What to produce = Transcribe the listing in full. Keep every line exactly as it stands.

Provided records =
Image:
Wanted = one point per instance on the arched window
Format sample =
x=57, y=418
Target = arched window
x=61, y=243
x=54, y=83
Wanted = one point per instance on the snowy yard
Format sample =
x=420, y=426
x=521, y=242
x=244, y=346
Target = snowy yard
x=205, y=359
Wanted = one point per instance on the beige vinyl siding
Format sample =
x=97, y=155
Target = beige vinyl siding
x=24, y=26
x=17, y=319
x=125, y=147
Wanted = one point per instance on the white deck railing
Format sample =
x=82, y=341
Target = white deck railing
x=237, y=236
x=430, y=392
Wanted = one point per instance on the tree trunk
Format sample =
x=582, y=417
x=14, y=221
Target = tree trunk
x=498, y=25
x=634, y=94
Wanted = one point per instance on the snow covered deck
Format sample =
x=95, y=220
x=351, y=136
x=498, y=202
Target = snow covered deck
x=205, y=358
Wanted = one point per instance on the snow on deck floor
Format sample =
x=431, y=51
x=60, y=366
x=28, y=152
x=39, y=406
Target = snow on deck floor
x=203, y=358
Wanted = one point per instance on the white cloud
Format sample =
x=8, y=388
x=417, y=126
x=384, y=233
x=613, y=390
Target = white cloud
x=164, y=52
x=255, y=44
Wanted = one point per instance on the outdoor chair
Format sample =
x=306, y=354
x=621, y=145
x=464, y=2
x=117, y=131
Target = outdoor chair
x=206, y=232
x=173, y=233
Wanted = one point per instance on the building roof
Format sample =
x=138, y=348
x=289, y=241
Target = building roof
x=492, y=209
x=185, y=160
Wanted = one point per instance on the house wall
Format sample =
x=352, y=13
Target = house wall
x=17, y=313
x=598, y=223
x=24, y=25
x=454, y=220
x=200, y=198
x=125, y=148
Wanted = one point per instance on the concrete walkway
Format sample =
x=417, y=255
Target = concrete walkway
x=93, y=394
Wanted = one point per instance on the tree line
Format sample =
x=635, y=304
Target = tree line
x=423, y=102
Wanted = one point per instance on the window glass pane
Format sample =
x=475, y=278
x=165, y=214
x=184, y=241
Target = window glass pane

Result for this task =
Image:
Wanted = one point per instance on the arched window
Format sample =
x=57, y=418
Target = arched window
x=61, y=243
x=54, y=83
Wanted = one point per instance on the snowy yard
Format sample =
x=420, y=426
x=521, y=242
x=244, y=346
Target = snowy yard
x=205, y=359
Wanted = one point per instance on the beige vinyl siding
Format sample =
x=97, y=155
Target = beige vinyl siding
x=24, y=26
x=17, y=319
x=125, y=147
Wanted = one point per instance on the white deck railing
Format sample =
x=82, y=341
Target = white deck railing
x=237, y=236
x=430, y=392
Wanted = one point per instance on the tree trunk
Format sample =
x=582, y=417
x=14, y=221
Target = tree trunk
x=498, y=25
x=634, y=94
Wanted = one point per instance on the snow covered deck
Format sample =
x=95, y=220
x=351, y=136
x=498, y=202
Target = snow covered deck
x=205, y=358
Wanted = one point per instance on the snow on deck floor
Format sample =
x=431, y=51
x=60, y=366
x=28, y=152
x=39, y=406
Target = snow on deck floor
x=203, y=358
Wanted = one point per instance on the white cloud
Format sample =
x=8, y=388
x=417, y=126
x=384, y=233
x=613, y=390
Target = white cloud
x=164, y=52
x=255, y=44
Wanted = one point per instance on the outdoor chair
Format sample =
x=306, y=354
x=621, y=145
x=464, y=2
x=117, y=131
Target = outdoor chair
x=206, y=232
x=173, y=233
Wanted = one point per instance on the building roof
Format sample =
x=138, y=348
x=289, y=241
Target = building roof
x=492, y=209
x=185, y=160
Wanted = one point per instance on the house wall
Format sample =
x=352, y=13
Target = house wall
x=17, y=313
x=598, y=223
x=24, y=25
x=454, y=220
x=200, y=198
x=125, y=148
Wanted = one point per instance on the concrete walkway
Format sample =
x=417, y=255
Target = concrete walkway
x=93, y=394
Wanted = one point per instance on the tree line
Format sample =
x=635, y=304
Target = tree line
x=423, y=102
Wanted = one point per instance on the window glass pane
Format sample =
x=475, y=278
x=165, y=214
x=184, y=241
Target = window glass pane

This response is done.